[TEXT SHOWN]

But I write it precisely now to be consistent with one of the ideas that I present here: the Calendario series should not be one of those installments that fade away in memory, like others, a few days after it’s over.

It's almost certain that during the next Sundays, at the usual time in which this was broadcast, many viewers will feel its absence and it will even be a topic of conversation for families.

But that’s not enough. It would be necessary for Calendario to always be remembered because it has been a good mirror in which to look at ourselves, make us think and feel.

Because when time passes, and children and adults like those represented in that series want to know what we Cubans were like in this first quarter of the 21st century, they would have to look at this television series, whose depth grew with each of its three seasons.

No, of course it’s not a history book; of course, it does not even remotely include all the problems that define us as a society today; but those issues it approached with seriousness, with a respect for reality and its shades, with respect to us, the intended targets, that is well worth stopping over and over again before its proposals, and even using them as study material.

Because Calendario—that is, its scriptwriters, its director, its entire team—said what’s not discussed daily in our press, what’s not heard in events and speeches, what’s not even sometimes mentioned, at least as it is, they did it, in everyday conversation.

Of course, most of the topics it addressed are known to everyone, from the sale of medicines, emigration, diversity in sexual orientation and homophobia, religious inflexibility, the role of social networks in the interests of youth , the uniqueness of families, marginality, poverty, harassment, gender violence and much more.

However, being in the woods and not seeing the trees is more common than one can imagine, and we Cubans, so deep in our complicated daily life, perhaps sometimes we do not stop enough to meditate on the whys, the hows, the when, the who...

That’s precisely one of the successes of Calendario: to make us reflect and, at the same time, teach us. Indeed, just as the main plot of the series is a group of students in their classroom, with their teacher; maybe the series becomes a school in itself, where each of the stories is a learning experience.

And it achieves it as all schools should: appealing to what’s most human in each person, defending singularities, without trying to impose morals and, much less, implanting obstacles in the way of truths, no matter how ugly they may be.

Calendario allows us - and its success depends on it - to question some of the proposed solutions, add, remove, applaud, cry..., while together with its creators, but us in front of the television screens, we keep on building and reconstructing subplots, stories of life, which could resemble ours.

In addition to its excellent making, the performances, the successful rhythm achieved by the edition, and other achievements in terms of production, unrelated to any hint of bad taste - which would deserve a separate comment -, the same thing in favor of this series is don't aim for perfection or "please everyone." Because "I am impure, completely impure," as one of the verses that teacher Amalia recited at the end recalled and that seems to summarize not the justification, but the essence of each character's actions, understanding impure as being imperfect, human, in the end.

It's perceived, sometimes from subtlety, constantly from authenticity and avoiding coined phrases, the embrace to the roots, sometimes from pain, others, from joy. But always subscribing, in the most diverse ways, that, not by chance—nothing is coincidental in this series—they chanted in the final chapter: “you carry an island inside.”

[/TEXT SHOWN]
[DATASET CONTENT]

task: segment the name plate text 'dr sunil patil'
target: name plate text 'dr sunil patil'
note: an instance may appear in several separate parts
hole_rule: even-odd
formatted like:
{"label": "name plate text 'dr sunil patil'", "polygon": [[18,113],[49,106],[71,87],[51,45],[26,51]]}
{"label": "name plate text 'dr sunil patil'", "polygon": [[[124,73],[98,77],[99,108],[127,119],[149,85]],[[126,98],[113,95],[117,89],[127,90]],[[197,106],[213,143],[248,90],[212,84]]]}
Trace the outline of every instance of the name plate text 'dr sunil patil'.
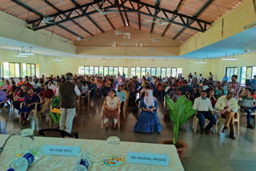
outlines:
{"label": "name plate text 'dr sunil patil'", "polygon": [[80,147],[78,146],[64,146],[64,145],[42,145],[42,153],[46,155],[57,156],[78,156]]}
{"label": "name plate text 'dr sunil patil'", "polygon": [[169,166],[169,156],[166,154],[128,152],[127,163]]}

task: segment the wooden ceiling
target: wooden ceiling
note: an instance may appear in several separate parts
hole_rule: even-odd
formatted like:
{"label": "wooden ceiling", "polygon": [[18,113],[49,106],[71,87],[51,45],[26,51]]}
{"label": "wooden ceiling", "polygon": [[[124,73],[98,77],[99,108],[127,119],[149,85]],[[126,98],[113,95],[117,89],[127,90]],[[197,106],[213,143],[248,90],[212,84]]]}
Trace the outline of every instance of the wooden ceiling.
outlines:
{"label": "wooden ceiling", "polygon": [[[42,20],[46,16],[54,15],[75,7],[77,8],[75,12],[70,14],[70,16],[68,17],[76,17],[78,14],[81,15],[82,11],[86,10],[86,7],[79,8],[79,6],[96,1],[1,0],[0,10],[30,22],[35,20]],[[102,0],[102,2],[98,1],[98,3],[90,6],[86,9],[86,13],[99,9],[98,11],[96,11],[97,13],[78,17],[61,24],[54,24],[45,29],[71,41],[75,41],[78,37],[85,38],[114,29],[118,30],[128,25],[182,42],[198,33],[198,30],[183,26],[182,24],[185,22],[182,18],[177,17],[178,15],[176,16],[172,13],[165,13],[165,10],[173,11],[186,17],[192,17],[212,23],[241,2],[242,2],[242,0]],[[120,6],[120,8],[112,7],[110,9],[112,12],[109,11],[106,14],[100,12],[105,6],[116,4],[122,4],[123,6]],[[149,8],[150,6],[154,7]],[[140,6],[142,7],[138,9]],[[158,8],[158,10],[156,10]],[[134,9],[134,11],[129,9]],[[118,10],[121,10],[118,11]],[[127,12],[125,12],[125,10]],[[139,13],[138,13],[138,10]],[[146,13],[161,18],[173,19],[174,22],[169,22],[161,25],[159,18],[154,19],[157,22],[156,23],[150,22],[149,21],[153,21],[154,16],[146,15]],[[56,18],[54,22],[62,21],[65,18],[67,18],[67,13],[58,16],[60,17]],[[193,22],[191,20],[187,20],[186,24],[190,27],[200,29],[197,22]],[[40,22],[38,27],[45,25],[46,24]],[[209,26],[207,26],[207,28],[209,28]]]}

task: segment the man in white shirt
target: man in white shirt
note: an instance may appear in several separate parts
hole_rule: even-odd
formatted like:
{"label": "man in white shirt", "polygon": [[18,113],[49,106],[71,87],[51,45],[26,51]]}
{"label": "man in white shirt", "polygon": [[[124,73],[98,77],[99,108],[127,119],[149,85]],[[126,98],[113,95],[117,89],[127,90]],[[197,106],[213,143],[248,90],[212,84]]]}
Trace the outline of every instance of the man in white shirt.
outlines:
{"label": "man in white shirt", "polygon": [[53,81],[49,80],[48,81],[48,89],[51,89],[52,90],[54,89],[55,86],[53,85]]}
{"label": "man in white shirt", "polygon": [[[202,90],[201,93],[201,97],[197,97],[194,100],[193,109],[198,109],[195,113],[199,119],[199,125],[201,128],[201,134],[210,134],[211,127],[216,123],[215,117],[211,113],[211,111],[214,111],[211,105],[210,100],[206,97],[207,92]],[[208,119],[210,123],[204,129],[205,119]]]}
{"label": "man in white shirt", "polygon": [[198,78],[197,72],[194,72],[194,74],[193,75],[193,78]]}

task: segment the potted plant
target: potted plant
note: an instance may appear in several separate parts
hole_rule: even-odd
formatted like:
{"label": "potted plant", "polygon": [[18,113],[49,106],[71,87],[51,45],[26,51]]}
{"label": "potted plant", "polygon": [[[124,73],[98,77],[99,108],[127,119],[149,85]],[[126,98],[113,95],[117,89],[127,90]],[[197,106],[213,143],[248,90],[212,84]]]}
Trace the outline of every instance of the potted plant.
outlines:
{"label": "potted plant", "polygon": [[188,101],[185,95],[179,97],[174,103],[168,96],[166,97],[166,104],[169,109],[169,116],[173,121],[174,127],[174,140],[164,141],[161,144],[174,145],[178,157],[182,157],[183,152],[188,148],[187,145],[184,142],[177,141],[178,128],[185,124],[187,120],[194,115],[197,109],[193,109],[193,103]]}

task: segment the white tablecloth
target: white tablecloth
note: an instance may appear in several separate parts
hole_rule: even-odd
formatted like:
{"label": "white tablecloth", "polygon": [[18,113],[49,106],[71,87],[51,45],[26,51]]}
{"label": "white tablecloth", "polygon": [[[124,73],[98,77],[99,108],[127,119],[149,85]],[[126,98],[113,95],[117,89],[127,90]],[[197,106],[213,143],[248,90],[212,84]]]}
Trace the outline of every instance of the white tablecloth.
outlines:
{"label": "white tablecloth", "polygon": [[[0,146],[2,147],[9,135],[0,134]],[[103,164],[103,159],[109,157],[108,145],[106,141],[87,140],[87,139],[70,139],[55,137],[34,137],[36,145],[58,145],[80,146],[81,150],[89,152],[94,155],[94,162],[89,170],[139,170],[139,171],[182,171],[184,170],[178,158],[178,153],[174,145],[148,144],[138,142],[120,143],[122,155],[125,162],[119,166],[110,167]],[[3,151],[0,154],[0,170],[6,170],[9,164],[15,158],[19,152],[19,136],[12,136],[7,141]],[[148,153],[159,153],[169,155],[169,166],[147,165],[139,164],[130,164],[126,162],[128,152],[138,152]],[[29,167],[28,170],[34,171],[70,171],[75,165],[77,157],[51,156],[44,155],[42,158],[34,165]]]}

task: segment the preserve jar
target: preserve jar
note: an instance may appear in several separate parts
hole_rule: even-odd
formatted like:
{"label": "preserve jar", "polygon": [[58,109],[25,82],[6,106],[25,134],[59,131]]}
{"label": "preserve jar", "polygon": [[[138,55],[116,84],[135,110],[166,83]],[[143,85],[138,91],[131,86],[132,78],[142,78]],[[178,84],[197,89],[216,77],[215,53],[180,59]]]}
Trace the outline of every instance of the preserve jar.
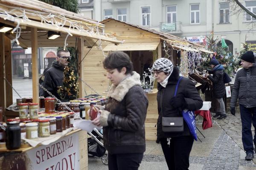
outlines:
{"label": "preserve jar", "polygon": [[54,98],[47,98],[44,99],[45,113],[52,113],[55,111],[55,100]]}
{"label": "preserve jar", "polygon": [[56,118],[56,131],[57,132],[62,132],[62,117],[55,116]]}
{"label": "preserve jar", "polygon": [[50,136],[50,123],[48,119],[41,119],[39,122],[39,136],[40,137]]}
{"label": "preserve jar", "polygon": [[28,104],[20,103],[19,104],[19,113],[20,119],[28,119]]}
{"label": "preserve jar", "polygon": [[37,103],[29,104],[29,118],[31,119],[38,119],[38,104]]}
{"label": "preserve jar", "polygon": [[50,134],[53,135],[56,134],[56,118],[49,117],[47,118],[50,122]]}
{"label": "preserve jar", "polygon": [[6,146],[12,150],[20,147],[20,123],[11,122],[7,123],[6,131]]}
{"label": "preserve jar", "polygon": [[38,137],[38,124],[31,122],[26,124],[26,138],[29,139]]}

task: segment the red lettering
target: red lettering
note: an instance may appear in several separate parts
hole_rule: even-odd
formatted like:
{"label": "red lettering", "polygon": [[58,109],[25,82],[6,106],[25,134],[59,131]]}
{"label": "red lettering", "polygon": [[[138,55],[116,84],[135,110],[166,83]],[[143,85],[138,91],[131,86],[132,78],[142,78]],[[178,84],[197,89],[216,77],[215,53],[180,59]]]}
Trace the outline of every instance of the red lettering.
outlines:
{"label": "red lettering", "polygon": [[49,157],[48,156],[49,155],[50,156],[50,158],[51,158],[52,157],[52,156],[51,156],[51,154],[50,154],[50,147],[49,147],[49,146],[46,147],[46,154],[47,154],[47,160],[49,159]]}
{"label": "red lettering", "polygon": [[[57,148],[58,149],[58,155],[59,155],[62,153],[62,151],[61,149],[61,146],[60,145],[60,142],[58,142],[56,144],[56,146],[57,146]],[[61,150],[60,153],[60,150]]]}
{"label": "red lettering", "polygon": [[39,164],[40,163],[40,162],[41,162],[40,161],[40,156],[39,156],[39,154],[40,153],[40,152],[39,152],[39,150],[38,150],[37,151],[36,151],[36,153],[35,153],[35,156],[36,157],[36,158],[37,159],[38,159],[38,160],[36,160],[36,164]]}
{"label": "red lettering", "polygon": [[44,150],[44,149],[42,149],[41,150],[41,155],[42,156],[42,162],[43,162],[44,160],[44,156],[45,154],[45,151]]}

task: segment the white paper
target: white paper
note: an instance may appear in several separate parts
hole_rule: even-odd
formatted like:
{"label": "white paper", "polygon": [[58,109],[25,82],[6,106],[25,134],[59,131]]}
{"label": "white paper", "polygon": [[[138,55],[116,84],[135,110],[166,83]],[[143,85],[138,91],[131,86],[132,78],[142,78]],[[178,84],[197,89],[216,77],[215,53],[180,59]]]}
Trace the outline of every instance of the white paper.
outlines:
{"label": "white paper", "polygon": [[82,130],[86,130],[88,132],[91,132],[94,128],[99,129],[99,127],[93,124],[92,121],[90,120],[75,120],[73,126]]}

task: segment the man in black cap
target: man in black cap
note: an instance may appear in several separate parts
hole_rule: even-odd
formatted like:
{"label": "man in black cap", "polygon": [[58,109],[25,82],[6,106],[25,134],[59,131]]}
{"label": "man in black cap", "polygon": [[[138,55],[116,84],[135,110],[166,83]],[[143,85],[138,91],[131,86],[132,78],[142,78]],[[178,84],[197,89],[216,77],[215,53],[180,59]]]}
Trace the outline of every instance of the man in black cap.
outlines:
{"label": "man in black cap", "polygon": [[216,59],[212,59],[209,64],[212,68],[212,70],[208,71],[208,72],[209,74],[212,74],[212,76],[206,74],[206,76],[212,82],[213,97],[218,101],[216,114],[213,116],[213,117],[218,117],[217,119],[221,119],[227,117],[225,104],[223,101],[223,96],[226,94],[226,87],[223,77],[224,68],[222,65],[219,64]]}
{"label": "man in black cap", "polygon": [[242,121],[242,141],[246,152],[245,160],[250,161],[254,157],[253,151],[256,152],[256,133],[254,133],[253,140],[251,130],[252,122],[256,130],[256,66],[253,52],[244,53],[241,61],[243,68],[237,72],[236,76],[231,94],[230,112],[235,115],[238,98]]}

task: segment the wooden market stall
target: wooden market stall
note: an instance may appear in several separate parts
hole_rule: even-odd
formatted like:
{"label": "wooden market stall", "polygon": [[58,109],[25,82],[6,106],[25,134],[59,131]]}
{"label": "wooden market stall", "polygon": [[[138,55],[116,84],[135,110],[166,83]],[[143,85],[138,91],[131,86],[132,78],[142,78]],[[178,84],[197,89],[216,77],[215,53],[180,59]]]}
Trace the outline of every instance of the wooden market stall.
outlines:
{"label": "wooden market stall", "polygon": [[[84,53],[88,53],[84,60],[84,79],[94,90],[85,87],[88,94],[95,94],[95,91],[104,95],[107,93],[109,82],[103,68],[102,61],[110,51],[122,51],[127,53],[134,63],[134,71],[140,74],[141,80],[143,80],[144,71],[151,67],[153,61],[157,58],[169,58],[174,65],[183,68],[182,73],[187,76],[187,63],[184,64],[185,62],[181,62],[186,60],[187,51],[209,52],[199,45],[147,28],[113,18],[105,20],[101,23],[105,25],[105,32],[116,37],[118,40],[124,41],[124,43],[116,45],[104,42],[102,44],[102,51],[96,48],[84,48]],[[147,140],[156,139],[155,125],[158,117],[157,92],[157,89],[154,88],[152,93],[147,94],[149,103],[145,123]]]}
{"label": "wooden market stall", "polygon": [[[7,28],[9,30],[3,31],[2,28]],[[23,48],[32,48],[33,102],[39,103],[38,48],[64,47],[65,48],[67,46],[77,47],[78,61],[80,64],[79,65],[79,75],[80,78],[83,79],[84,75],[81,73],[84,71],[84,68],[82,65],[84,62],[81,62],[81,61],[84,55],[84,48],[91,47],[96,41],[99,42],[98,45],[100,45],[102,41],[116,44],[121,42],[113,36],[111,36],[110,37],[106,36],[106,34],[104,33],[104,29],[105,25],[96,21],[36,0],[0,0],[0,30],[2,32],[0,32],[0,107],[4,108],[3,116],[6,119],[6,117],[18,116],[17,112],[6,110],[7,106],[12,104],[13,100],[11,87],[11,42],[15,42]],[[54,40],[47,38],[49,33],[52,33],[60,36]],[[84,96],[83,90],[84,85],[83,83],[79,84],[80,97]],[[76,145],[73,151],[79,150],[80,152],[80,154],[76,156],[77,161],[76,162],[77,164],[75,169],[87,169],[86,132],[81,131],[80,130],[71,131],[66,134],[65,137],[59,139],[59,141],[55,142],[55,143],[57,142],[56,144],[58,145],[58,143],[59,144],[61,142],[70,142],[71,144],[70,138],[72,138],[72,136],[73,140],[75,141],[74,145]],[[67,142],[62,142],[66,139],[67,140]],[[13,159],[15,161],[20,160],[18,155],[16,154],[17,152],[23,152],[25,155],[29,155],[29,152],[32,153],[32,157],[39,158],[37,160],[34,160],[37,163],[32,162],[32,166],[30,167],[30,168],[32,168],[31,169],[47,169],[46,167],[50,169],[51,167],[48,167],[47,166],[51,165],[47,164],[48,162],[45,158],[43,158],[42,155],[46,154],[47,152],[49,151],[49,149],[51,150],[52,149],[49,148],[50,146],[50,144],[49,146],[40,146],[40,148],[42,147],[41,150],[38,150],[39,147],[30,147],[12,150],[12,152],[7,150],[6,148],[1,149],[0,152],[2,153],[0,154],[0,156],[3,156],[1,157],[0,162],[3,162],[3,159],[5,159],[5,158],[8,156],[8,155],[12,156],[13,158],[17,158],[17,159]],[[45,148],[43,148],[44,147]],[[42,153],[43,150],[46,152]],[[38,151],[41,152],[41,158],[40,158],[40,156],[38,155]],[[61,155],[61,153],[59,153],[60,150],[58,152],[58,154]],[[5,153],[8,154],[5,154]],[[11,153],[11,155],[9,154],[10,153]],[[70,159],[71,162],[73,159],[73,153],[70,153],[71,155],[67,155],[68,153],[69,152],[66,151],[62,153],[66,156],[64,161],[67,162],[64,162],[64,159],[61,161],[62,156],[56,156],[50,159],[52,160],[52,162],[55,162],[56,164],[58,164],[59,166],[60,166],[60,164],[61,163],[62,165],[63,163],[67,163],[67,166],[68,159]],[[52,155],[47,155],[47,156],[51,156],[50,158],[54,157]],[[12,156],[9,158],[9,161],[12,160],[10,159],[11,158]],[[49,159],[47,158],[47,159]],[[6,160],[8,161],[8,159]],[[31,160],[30,161],[32,161]],[[39,166],[40,164],[38,162],[44,161],[44,163],[41,164]],[[8,163],[8,162],[5,162]],[[72,162],[74,163],[71,163]],[[72,165],[71,166],[71,167],[73,167]],[[70,169],[69,168],[68,169]]]}

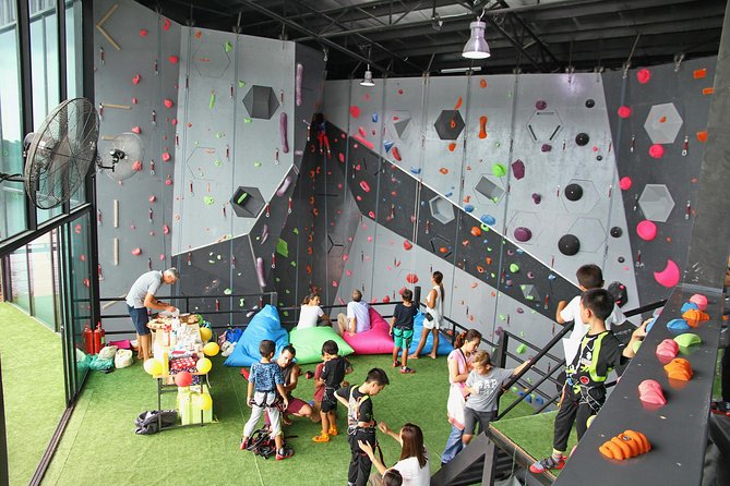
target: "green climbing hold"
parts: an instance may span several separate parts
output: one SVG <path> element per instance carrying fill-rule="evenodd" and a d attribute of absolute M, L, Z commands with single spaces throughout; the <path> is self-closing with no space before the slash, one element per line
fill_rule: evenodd
<path fill-rule="evenodd" d="M 289 245 L 287 242 L 279 238 L 279 241 L 276 242 L 276 253 L 282 255 L 284 258 L 289 257 Z"/>

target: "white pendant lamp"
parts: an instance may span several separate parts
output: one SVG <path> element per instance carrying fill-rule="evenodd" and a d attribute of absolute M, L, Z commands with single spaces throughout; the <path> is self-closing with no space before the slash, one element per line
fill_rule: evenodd
<path fill-rule="evenodd" d="M 484 28 L 487 24 L 481 21 L 471 22 L 469 28 L 471 36 L 464 46 L 462 56 L 467 59 L 487 59 L 491 56 L 489 52 L 489 45 L 484 39 Z"/>

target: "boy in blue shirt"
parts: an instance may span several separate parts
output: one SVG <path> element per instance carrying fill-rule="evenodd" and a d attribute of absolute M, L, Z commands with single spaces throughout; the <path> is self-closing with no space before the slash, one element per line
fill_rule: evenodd
<path fill-rule="evenodd" d="M 284 376 L 282 368 L 275 362 L 274 351 L 276 343 L 268 339 L 264 339 L 259 344 L 259 352 L 261 353 L 261 361 L 251 365 L 249 374 L 249 390 L 247 403 L 252 409 L 251 418 L 243 426 L 243 439 L 241 439 L 241 450 L 249 447 L 249 437 L 256 427 L 259 420 L 264 414 L 264 410 L 268 412 L 271 421 L 271 437 L 276 444 L 276 460 L 290 458 L 294 455 L 294 450 L 289 449 L 288 453 L 284 449 L 284 437 L 282 433 L 282 412 L 276 406 L 276 391 L 284 398 L 284 410 L 289 406 L 286 390 L 284 389 Z"/>

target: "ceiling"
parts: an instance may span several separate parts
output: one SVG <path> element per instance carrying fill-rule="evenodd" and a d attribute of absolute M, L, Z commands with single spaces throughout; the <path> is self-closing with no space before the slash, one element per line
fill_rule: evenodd
<path fill-rule="evenodd" d="M 186 25 L 301 42 L 327 77 L 576 72 L 717 54 L 727 0 L 137 0 Z M 481 15 L 491 58 L 462 58 Z"/>

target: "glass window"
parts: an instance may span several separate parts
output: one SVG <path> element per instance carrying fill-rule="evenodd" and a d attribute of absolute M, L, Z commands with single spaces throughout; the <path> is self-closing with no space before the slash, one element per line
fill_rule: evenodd
<path fill-rule="evenodd" d="M 7 5 L 5 0 L 2 5 Z M 3 7 L 5 9 L 5 7 Z M 0 16 L 7 9 L 0 11 Z M 13 10 L 14 12 L 14 10 Z M 17 54 L 17 29 L 15 25 L 0 28 L 0 172 L 23 172 L 23 135 L 20 59 Z M 22 182 L 0 183 L 0 240 L 24 231 L 25 194 Z"/>

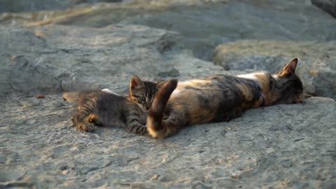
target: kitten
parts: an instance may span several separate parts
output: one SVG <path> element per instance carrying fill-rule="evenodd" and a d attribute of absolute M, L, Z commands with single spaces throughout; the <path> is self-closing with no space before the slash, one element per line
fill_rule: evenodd
<path fill-rule="evenodd" d="M 128 96 L 122 97 L 109 90 L 96 92 L 69 92 L 63 94 L 66 101 L 78 102 L 72 121 L 76 127 L 92 132 L 97 126 L 118 126 L 131 132 L 146 134 L 146 121 L 158 89 L 157 84 L 132 77 Z"/>
<path fill-rule="evenodd" d="M 183 126 L 229 121 L 248 108 L 302 102 L 310 95 L 303 93 L 295 75 L 297 63 L 295 58 L 274 75 L 214 75 L 177 85 L 176 80 L 169 80 L 154 98 L 147 118 L 148 134 L 162 138 Z"/>

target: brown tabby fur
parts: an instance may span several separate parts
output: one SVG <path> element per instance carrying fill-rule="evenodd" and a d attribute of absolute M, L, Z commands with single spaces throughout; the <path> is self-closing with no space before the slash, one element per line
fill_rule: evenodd
<path fill-rule="evenodd" d="M 78 102 L 78 110 L 72 121 L 80 130 L 92 132 L 95 125 L 118 126 L 135 134 L 145 134 L 148 110 L 162 84 L 142 81 L 134 76 L 126 97 L 103 90 L 65 92 L 63 97 L 64 100 Z"/>
<path fill-rule="evenodd" d="M 297 63 L 295 58 L 274 75 L 214 75 L 181 82 L 177 87 L 176 80 L 169 80 L 154 98 L 148 132 L 153 138 L 162 138 L 186 125 L 229 121 L 248 108 L 302 102 L 309 95 L 303 93 L 295 74 Z"/>

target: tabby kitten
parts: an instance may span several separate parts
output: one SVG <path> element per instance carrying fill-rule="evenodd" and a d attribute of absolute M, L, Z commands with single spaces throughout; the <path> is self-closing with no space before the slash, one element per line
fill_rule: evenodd
<path fill-rule="evenodd" d="M 95 126 L 119 126 L 138 134 L 147 133 L 146 121 L 154 96 L 163 83 L 157 84 L 132 77 L 128 96 L 120 96 L 108 90 L 97 92 L 69 92 L 66 101 L 78 102 L 72 121 L 76 127 L 92 132 Z"/>
<path fill-rule="evenodd" d="M 162 138 L 183 126 L 229 121 L 248 108 L 302 102 L 310 95 L 303 93 L 302 83 L 295 75 L 297 63 L 295 58 L 274 75 L 214 75 L 178 84 L 171 80 L 154 98 L 147 118 L 148 132 L 153 138 Z"/>

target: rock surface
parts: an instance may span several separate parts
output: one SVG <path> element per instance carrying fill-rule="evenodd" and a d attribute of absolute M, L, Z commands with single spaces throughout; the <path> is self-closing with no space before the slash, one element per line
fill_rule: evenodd
<path fill-rule="evenodd" d="M 239 39 L 336 40 L 336 20 L 309 1 L 127 1 L 51 13 L 6 15 L 2 20 L 28 25 L 50 22 L 90 27 L 146 25 L 178 32 L 182 36 L 179 43 L 192 50 L 194 56 L 206 60 L 211 59 L 218 45 Z"/>
<path fill-rule="evenodd" d="M 59 94 L 1 103 L 1 188 L 335 186 L 331 99 L 250 110 L 159 141 L 113 127 L 78 131 Z"/>
<path fill-rule="evenodd" d="M 180 38 L 174 32 L 139 25 L 0 27 L 0 71 L 4 73 L 0 76 L 0 95 L 102 88 L 122 92 L 134 74 L 162 80 L 176 74 L 187 79 L 227 73 L 188 52 L 180 53 Z"/>
<path fill-rule="evenodd" d="M 332 99 L 314 97 L 300 104 L 249 110 L 230 122 L 188 127 L 158 141 L 115 127 L 98 128 L 94 133 L 73 127 L 73 104 L 62 100 L 62 91 L 107 88 L 125 94 L 133 74 L 149 80 L 184 80 L 219 73 L 274 71 L 299 57 L 298 72 L 306 89 L 333 97 L 335 20 L 311 4 L 146 1 L 97 4 L 76 19 L 76 8 L 82 8 L 34 13 L 31 18 L 27 13 L 0 16 L 0 188 L 336 188 Z M 170 4 L 159 4 L 167 1 Z M 145 4 L 147 8 L 141 9 Z M 155 13 L 158 6 L 162 9 Z M 122 7 L 125 15 L 121 14 Z M 227 11 L 218 13 L 219 8 Z M 111 10 L 122 19 L 110 20 Z M 267 27 L 263 22 L 267 20 L 260 20 L 264 10 L 271 20 L 265 22 Z M 139 15 L 132 15 L 134 11 Z M 99 12 L 106 20 L 98 21 Z M 273 12 L 276 13 L 272 15 Z M 24 27 L 33 15 L 41 22 L 39 16 L 52 14 L 57 19 L 51 16 L 50 21 L 47 16 L 43 24 L 60 24 Z M 231 20 L 219 18 L 221 14 Z M 168 20 L 163 29 L 169 29 L 169 22 L 176 27 L 169 31 L 130 24 L 146 18 L 155 23 L 155 15 L 158 23 Z M 201 18 L 202 24 L 195 22 Z M 226 21 L 215 24 L 220 18 Z M 87 25 L 78 26 L 76 20 L 86 20 Z M 110 24 L 113 22 L 119 24 Z M 228 29 L 239 26 L 246 32 Z M 232 37 L 237 31 L 244 34 Z M 244 36 L 267 41 L 218 47 L 218 65 L 194 57 L 202 49 L 196 44 L 207 47 L 203 48 L 209 50 L 206 54 L 217 43 Z M 186 41 L 195 43 L 190 50 L 185 48 Z M 317 76 L 312 77 L 314 71 Z M 38 99 L 37 94 L 45 98 Z"/>
<path fill-rule="evenodd" d="M 336 0 L 312 0 L 312 3 L 336 18 Z"/>
<path fill-rule="evenodd" d="M 336 98 L 336 41 L 239 41 L 218 46 L 213 62 L 227 70 L 276 73 L 294 57 L 299 58 L 296 73 L 307 92 Z"/>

[/DATASET CONTENT]

▸ ACTIVITY: Set down verbatim the portion of the commentary on the Calendario series, from "That’s precisely one" to "could resemble ours.".

▸ RESPONSE:
That’s precisely one of the successes of Calendario: to make us reflect and, at the same time, teach us. Indeed, just as the main plot of the series is a group of students in their classroom, with their teacher; maybe the series becomes a school in itself, where each of the stories is a learning experience.

And it achieves it as all schools should: appealing to what’s most human in each person, defending singularities, without trying to impose morals and, much less, implanting obstacles in the way of truths, no matter how ugly they may be.

Calendario allows us - and its success depends on it - to question some of the proposed solutions, add, remove, applaud, cry..., while together with its creators, but us in front of the television screens, we keep on building and reconstructing subplots, stories of life, which could resemble ours.